TEXT section start

- Specialty: Toxicology

= Sulfuric acid poisoning =

Sulfuric acid poisoning refers to ingestion of sulfuric acid, found in lead-acid batteries and some metal cleaners, pool cleaners, drain cleaners and anti-rust products.

==Signs and symptoms==
- Brown to black streak from angle of mouth
- Brown to black vomitus
- Brown to black stomach wall
- Black swollen tongue
- White (chalky white) teeth
- Blotting paper appearance of stomach mucosa
- Ulceration of esophagus (fibrosis and stricture)
- Perforation of stomach.
- The stomach resembles a black spongy mass on post mortem

==Treatment==
For superficial injuries, washing (therapeutic irrigation) is important. Emergency treatments include protecting the airway, which might involve a tracheostomy. Further treatment will vary depending on the severity, but might include investigations to determine the extent of damage (bronchoscopy for the airways and endoscopy for the gastrointestinal tract), followed by treatments including surgery (to debride and repair) and intravenous fluids.

Gastric lavage is contraindicated in corrosive acid poisoning like sulfuric acid poisoning. Bicarbonate is also contraindicated as it liberates carbon dioxide which can cause gastric dilatation leading to rupture of stomach, leading to severe abdominal damage or death.

TEXT section end
RECORD EXCERPTS section start

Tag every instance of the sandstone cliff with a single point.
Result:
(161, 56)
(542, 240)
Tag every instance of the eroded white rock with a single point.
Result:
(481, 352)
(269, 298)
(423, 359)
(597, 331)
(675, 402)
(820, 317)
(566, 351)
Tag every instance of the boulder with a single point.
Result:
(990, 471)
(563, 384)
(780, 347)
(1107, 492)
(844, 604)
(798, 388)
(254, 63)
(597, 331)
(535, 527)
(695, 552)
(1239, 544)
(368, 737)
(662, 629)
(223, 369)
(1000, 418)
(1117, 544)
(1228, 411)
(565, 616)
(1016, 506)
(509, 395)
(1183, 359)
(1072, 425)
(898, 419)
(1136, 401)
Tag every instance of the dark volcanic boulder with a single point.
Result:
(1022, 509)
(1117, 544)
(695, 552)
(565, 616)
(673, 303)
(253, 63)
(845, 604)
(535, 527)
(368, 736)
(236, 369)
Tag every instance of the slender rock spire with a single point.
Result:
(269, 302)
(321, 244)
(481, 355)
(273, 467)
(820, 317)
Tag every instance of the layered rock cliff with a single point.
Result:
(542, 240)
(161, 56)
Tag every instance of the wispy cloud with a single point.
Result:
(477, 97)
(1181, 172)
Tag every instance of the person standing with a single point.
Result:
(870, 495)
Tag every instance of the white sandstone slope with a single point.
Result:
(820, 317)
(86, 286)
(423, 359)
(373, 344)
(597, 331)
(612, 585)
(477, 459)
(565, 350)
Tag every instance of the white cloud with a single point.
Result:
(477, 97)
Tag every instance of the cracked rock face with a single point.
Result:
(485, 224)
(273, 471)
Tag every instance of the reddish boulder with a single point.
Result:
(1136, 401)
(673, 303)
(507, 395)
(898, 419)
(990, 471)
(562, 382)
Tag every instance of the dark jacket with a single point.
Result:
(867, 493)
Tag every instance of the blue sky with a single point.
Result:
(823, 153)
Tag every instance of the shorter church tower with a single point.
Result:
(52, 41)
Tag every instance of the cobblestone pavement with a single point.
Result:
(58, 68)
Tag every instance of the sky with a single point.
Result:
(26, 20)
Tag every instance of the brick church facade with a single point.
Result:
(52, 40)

RECORD EXCERPTS section end

Please rewrite everything in the sulfuric acid poisoning article from "Sulfuric acid poisoning refers" down to "Perforation of stomach.", putting "lining" in place of "mucosa". None of the data is needed.

- **WRITTEN SOLUTION**:
Sulfuric acid poisoning refers to ingestion of sulfuric acid, found in lead-acid batteries and some metal cleaners, pool cleaners, drain cleaners and anti-rust products.

==Signs and symptoms==
- Brown to black streak from angle of mouth
- Brown to black vomitus
- Brown to black stomach wall
- Black swollen tongue
- White (chalky white) teeth
- Blotting paper appearance of stomach lining
- Ulceration of esophagus (fibrosis and stricture)
- Perforation of stomach.